┏━━

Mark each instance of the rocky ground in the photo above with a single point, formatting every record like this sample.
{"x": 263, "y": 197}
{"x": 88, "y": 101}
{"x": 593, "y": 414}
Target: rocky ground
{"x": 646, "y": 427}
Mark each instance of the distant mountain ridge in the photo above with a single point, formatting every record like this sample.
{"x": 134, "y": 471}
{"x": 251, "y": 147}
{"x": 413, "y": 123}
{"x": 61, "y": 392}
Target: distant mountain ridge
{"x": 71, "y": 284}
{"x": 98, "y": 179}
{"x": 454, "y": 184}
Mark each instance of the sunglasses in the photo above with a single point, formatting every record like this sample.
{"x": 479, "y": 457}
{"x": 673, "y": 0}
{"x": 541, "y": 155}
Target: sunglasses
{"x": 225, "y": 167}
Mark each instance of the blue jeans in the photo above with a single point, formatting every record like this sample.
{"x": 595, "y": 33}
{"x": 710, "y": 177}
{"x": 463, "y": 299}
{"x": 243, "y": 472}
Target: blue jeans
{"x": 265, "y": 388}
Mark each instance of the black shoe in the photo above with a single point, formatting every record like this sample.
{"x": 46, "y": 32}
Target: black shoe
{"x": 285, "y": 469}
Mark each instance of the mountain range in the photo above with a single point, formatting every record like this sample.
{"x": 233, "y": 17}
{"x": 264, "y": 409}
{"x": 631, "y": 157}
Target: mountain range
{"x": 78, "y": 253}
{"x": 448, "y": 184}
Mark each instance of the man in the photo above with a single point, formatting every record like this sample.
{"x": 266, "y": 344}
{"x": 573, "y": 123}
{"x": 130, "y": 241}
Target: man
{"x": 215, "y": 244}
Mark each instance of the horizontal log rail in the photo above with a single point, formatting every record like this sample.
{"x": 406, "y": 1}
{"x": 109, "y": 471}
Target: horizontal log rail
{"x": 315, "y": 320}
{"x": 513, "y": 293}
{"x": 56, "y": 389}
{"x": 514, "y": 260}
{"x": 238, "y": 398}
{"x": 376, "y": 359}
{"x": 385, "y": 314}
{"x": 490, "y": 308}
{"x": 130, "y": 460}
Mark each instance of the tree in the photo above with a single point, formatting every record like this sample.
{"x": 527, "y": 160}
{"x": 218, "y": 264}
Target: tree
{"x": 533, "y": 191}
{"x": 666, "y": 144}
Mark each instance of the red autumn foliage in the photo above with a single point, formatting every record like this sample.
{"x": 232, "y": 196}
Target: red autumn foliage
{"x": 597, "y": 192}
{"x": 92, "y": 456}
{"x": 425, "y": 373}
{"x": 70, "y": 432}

┗━━
┏━━

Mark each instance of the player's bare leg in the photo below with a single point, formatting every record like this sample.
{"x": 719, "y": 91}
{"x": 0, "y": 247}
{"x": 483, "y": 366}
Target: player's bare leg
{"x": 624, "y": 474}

┗━━
┏━━

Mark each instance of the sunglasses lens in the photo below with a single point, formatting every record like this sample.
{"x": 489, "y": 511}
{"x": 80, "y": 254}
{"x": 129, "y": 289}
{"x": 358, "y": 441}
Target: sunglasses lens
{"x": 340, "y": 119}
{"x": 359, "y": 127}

┗━━

_PROBLEM STATEMENT_. Search the material above for the word "photo", and return each line that holds it.

_SOLUTION TO THIS PROBLEM_.
Mark each instance of the rocky ground in the photo above with a single point, formatting every record like this sample.
Mark each instance of the distant mountain ridge in the photo above with a single point, formatting every record like this sample.
Mark each instance of the sunglasses in the photo above with a single point, formatting every record like this sample.
Mark each instance of the blue jeans in the photo above with a single point, formatting every record like this sample.
Mark each instance of the black shoe in the photo above with a single point, formatting every record like this sample.
Mark each instance of the mountain range in the photo above with a single point, formatting every record like this sample.
Mark each instance of the man in the photo above with a single point, formatting every record like this sample.
Mark each instance of the horizontal log rail in the photo above with a single point, formatting every record like this sample.
Mark each instance of the tree in the photo above with a single point, formatting every record like this sample.
Mark each instance of the red autumn foliage in the photo above with a single point, formatting every record like this sample.
Mark each instance of the player's bare leg in the photo below with a single point, formatting every record like this sample.
Mark each instance of the sunglasses lens in the photo below with a single point, formatting every record like this sample.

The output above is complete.